◆ **Task instructions**
Copy out all the entries word for word.

Entries from a pointing dataset:
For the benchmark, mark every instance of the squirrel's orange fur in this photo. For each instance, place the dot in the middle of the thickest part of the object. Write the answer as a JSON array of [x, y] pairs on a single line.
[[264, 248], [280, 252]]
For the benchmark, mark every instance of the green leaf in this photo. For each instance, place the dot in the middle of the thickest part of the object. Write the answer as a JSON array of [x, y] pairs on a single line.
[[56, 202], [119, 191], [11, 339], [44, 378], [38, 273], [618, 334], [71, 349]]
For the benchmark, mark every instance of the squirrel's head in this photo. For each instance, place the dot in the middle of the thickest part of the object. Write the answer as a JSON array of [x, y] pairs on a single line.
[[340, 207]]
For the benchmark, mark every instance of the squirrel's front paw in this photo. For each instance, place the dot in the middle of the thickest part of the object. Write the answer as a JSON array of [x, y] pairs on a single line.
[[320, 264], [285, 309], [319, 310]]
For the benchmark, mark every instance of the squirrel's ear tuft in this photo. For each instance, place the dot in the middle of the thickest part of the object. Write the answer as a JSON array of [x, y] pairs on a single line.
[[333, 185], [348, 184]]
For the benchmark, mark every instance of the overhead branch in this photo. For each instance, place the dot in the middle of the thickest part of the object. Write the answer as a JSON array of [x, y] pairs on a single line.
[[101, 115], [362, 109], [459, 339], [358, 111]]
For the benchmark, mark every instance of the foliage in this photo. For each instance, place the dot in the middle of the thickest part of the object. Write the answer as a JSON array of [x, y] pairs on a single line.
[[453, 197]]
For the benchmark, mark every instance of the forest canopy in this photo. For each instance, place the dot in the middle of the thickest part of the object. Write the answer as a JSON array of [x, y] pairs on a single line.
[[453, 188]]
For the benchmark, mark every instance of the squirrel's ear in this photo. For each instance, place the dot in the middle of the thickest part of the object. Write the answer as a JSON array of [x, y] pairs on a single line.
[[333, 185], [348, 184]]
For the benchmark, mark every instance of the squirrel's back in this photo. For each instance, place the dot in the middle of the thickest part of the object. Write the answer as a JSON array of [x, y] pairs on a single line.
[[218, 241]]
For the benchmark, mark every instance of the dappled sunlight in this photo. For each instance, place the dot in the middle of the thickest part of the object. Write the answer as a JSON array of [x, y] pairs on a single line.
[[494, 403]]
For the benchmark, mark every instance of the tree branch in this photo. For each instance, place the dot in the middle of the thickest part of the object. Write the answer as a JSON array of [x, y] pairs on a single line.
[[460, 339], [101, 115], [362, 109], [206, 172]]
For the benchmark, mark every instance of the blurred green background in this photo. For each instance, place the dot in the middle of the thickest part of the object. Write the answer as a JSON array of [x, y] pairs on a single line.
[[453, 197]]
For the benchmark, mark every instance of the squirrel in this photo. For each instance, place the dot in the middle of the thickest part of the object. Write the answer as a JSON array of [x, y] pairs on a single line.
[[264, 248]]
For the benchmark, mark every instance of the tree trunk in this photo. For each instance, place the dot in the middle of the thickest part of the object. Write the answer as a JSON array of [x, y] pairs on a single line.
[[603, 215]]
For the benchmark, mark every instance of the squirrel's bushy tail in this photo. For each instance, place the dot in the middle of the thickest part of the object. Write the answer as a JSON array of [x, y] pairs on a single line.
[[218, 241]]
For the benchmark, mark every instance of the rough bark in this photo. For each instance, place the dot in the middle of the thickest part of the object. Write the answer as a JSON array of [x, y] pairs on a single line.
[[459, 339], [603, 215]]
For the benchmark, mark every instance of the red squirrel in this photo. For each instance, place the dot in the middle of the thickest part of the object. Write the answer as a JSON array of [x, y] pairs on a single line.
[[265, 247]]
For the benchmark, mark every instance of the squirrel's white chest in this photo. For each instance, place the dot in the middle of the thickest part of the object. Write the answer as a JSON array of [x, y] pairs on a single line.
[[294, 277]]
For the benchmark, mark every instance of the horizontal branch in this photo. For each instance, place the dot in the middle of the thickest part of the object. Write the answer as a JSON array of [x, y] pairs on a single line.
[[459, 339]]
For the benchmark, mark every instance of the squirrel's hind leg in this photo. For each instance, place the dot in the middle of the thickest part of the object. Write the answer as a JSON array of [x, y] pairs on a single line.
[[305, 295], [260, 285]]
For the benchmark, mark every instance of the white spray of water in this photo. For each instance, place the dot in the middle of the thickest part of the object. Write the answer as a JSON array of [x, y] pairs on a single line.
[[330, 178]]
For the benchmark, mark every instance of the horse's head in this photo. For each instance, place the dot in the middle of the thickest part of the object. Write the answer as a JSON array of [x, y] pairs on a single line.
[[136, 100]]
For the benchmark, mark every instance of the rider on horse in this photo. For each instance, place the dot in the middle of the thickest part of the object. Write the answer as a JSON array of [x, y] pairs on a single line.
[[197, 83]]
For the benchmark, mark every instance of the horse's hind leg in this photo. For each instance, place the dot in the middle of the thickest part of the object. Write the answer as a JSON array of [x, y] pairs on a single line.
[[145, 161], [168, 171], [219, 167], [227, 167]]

◆ **Result for this exercise**
For the benchmark, mark every instance of the squirrel's orange fur in this photo. For each instance, place the dot in the middle of the thickest part of the object. Write the answer as a JSON array of [x, y] pairs on a single line.
[[264, 248], [280, 252]]
For the benchmark, mark every instance of the green leaf in this photo. For each instance, place the dot in the middle of the thickest part of the object. Write the answer as a JSON array of [x, y] pairs on a single line.
[[56, 202], [119, 191], [11, 339], [44, 378], [38, 273], [618, 334], [71, 349]]
For the benchmark, mark every instance of the squirrel's head in this photo. For each instance, place the dot in the middle of the thickest part of the object. Write the answer as a JSON array of [x, y] pairs on a single line.
[[340, 207]]
For the benchmark, mark every instance of the squirrel's front paw in this photo. For each instance, place the dot in the middle of the thickest part of the object. Write the answer as a JSON array of [x, y] pairs on a single line.
[[320, 264], [285, 309], [319, 310]]
For the benchmark, mark every instance of the squirrel's ear tuft in this photo. For each instance, place the dot in the middle of the thickest part of the object. Write the answer as a JSON array of [x, y] pairs on a single line.
[[333, 185], [348, 184]]
For the benchmark, mark every instance of the overhead branch in this photo. For each instance, place the dot in the middle of the thickest part of the object. Write the answer as a JSON array of [x, y] pairs on a single line.
[[101, 115], [362, 109], [459, 339], [358, 111]]
For the benchmark, mark every instance of the foliage in this photo. For each instance, place the dot in the middle of the thickest part of the object. Write the answer as a JSON array of [x, y] pairs on a single line.
[[453, 197]]
For the benchmark, mark every instance of the forest canopy in this photo. For each instance, place the dot in the middle of the thickest part of the object. Write the answer as a JSON array of [x, y] pairs on a single line.
[[453, 188]]
For the benchmark, mark every instance of the squirrel's ear in this photo. For each instance, place the dot in the middle of the thickest part of the object. Write the answer as a JSON array of [x, y] pairs on a single line.
[[333, 185], [348, 184]]
For the benchmark, mark every instance of the squirrel's back in this photo. For each instance, place the dot in the middle of the thickest part of the object. Write the answer as a JSON array of [x, y] pairs on a single line.
[[218, 241]]
For the benchmark, mark every instance of the dappled sunlight in this photo. For each instance, place the dot in the middle of the thickest part of the object. Write the answer as a JSON array of [x, y] pairs on a single line.
[[494, 403]]
For the benchmark, mark every instance of the tree branch in this photo. For each instance, place the dot in the middle of the thickest part of the object. Write the answer as a JSON array of [x, y] pairs on a single line.
[[460, 339], [101, 115], [362, 109], [206, 172]]
For the benchmark, mark every instance of the blurred green background in this photo. For each instance, place the dot in the middle of the thickest part of the object. Write the answer as a JSON array of [x, y] pairs on a single line.
[[453, 197]]
For the benchmark, mark every instance of the squirrel in this photo. For each instance, place the dot in the middle of the thickest part of the object. Write the answer as a JSON array of [x, y] pairs on a single line.
[[264, 248]]
For the benchmark, mark every instance of the tree trunk in this photo. For each instance, place the dot in the middle of the thickest part of the object. Write the answer as a JSON array of [x, y] pairs on a single line.
[[603, 215]]
For the benchmark, mark every instance of the squirrel's bushy tail in this photo. For each instance, place the dot in the middle of the thickest part of the object. Write the answer as a JSON array of [x, y] pairs on a single line.
[[218, 241]]
For the benchmark, mark every instance of the rough bark in this photo. For each instance, place the dot in the middle of the thickest part of the object. Write the answer as a JSON array of [x, y] pairs on a single line.
[[459, 339], [603, 215]]
For the benchmark, mark every instance of the red squirrel in this photo. For each instance, place the dot in the middle of the thickest part of the object. Write the answer as a JSON array of [x, y] pairs on a single line.
[[265, 247]]
For the benchmark, mark every instance of the squirrel's white chest in this photo. For each instance, place the dot in the middle of the thickest part of the object. Write the answer as a JSON array of [x, y] pairs on a single line.
[[294, 277]]
For the benchmark, mark every instance of the horizontal branch in this photo. For each instance, place the dot in the middle of the thickest part of the object. Write the answer as a JSON array of [x, y] pairs on a single line.
[[459, 339]]
For the benchmark, mark every instance of the squirrel's hind leg in this photo. For each instance, place the dot in the middle of the thickest part of the object. Write the answer as a JSON array of [x, y] pairs on a single line.
[[305, 295], [260, 285]]
For the benchmark, mark every instance of the white spray of water in this photo. For each instance, place the dot in the middle of the thickest part of the object. Write the answer as a JSON array of [x, y] pairs on a single line.
[[330, 178]]
For the benchmark, mark every instance of the horse's head in this photo. For each instance, place the dot in the middle of the thickest part of the object. Write the answer as a JSON array of [x, y] pairs on a single line.
[[136, 100]]
For the benchmark, mark every instance of the rider on horse in this photo. For each instance, place the dot in the middle of the thickest part of the object. Write the answer as a JSON array of [x, y] pairs on a single line.
[[197, 83]]
For the benchmark, mark every instance of the horse's hind leg in this photo. For each instance, place the dot in the middle of the thickest part of the object. Write the answer as a JSON array of [x, y] pairs on a single line.
[[145, 161], [168, 171], [219, 167], [227, 167]]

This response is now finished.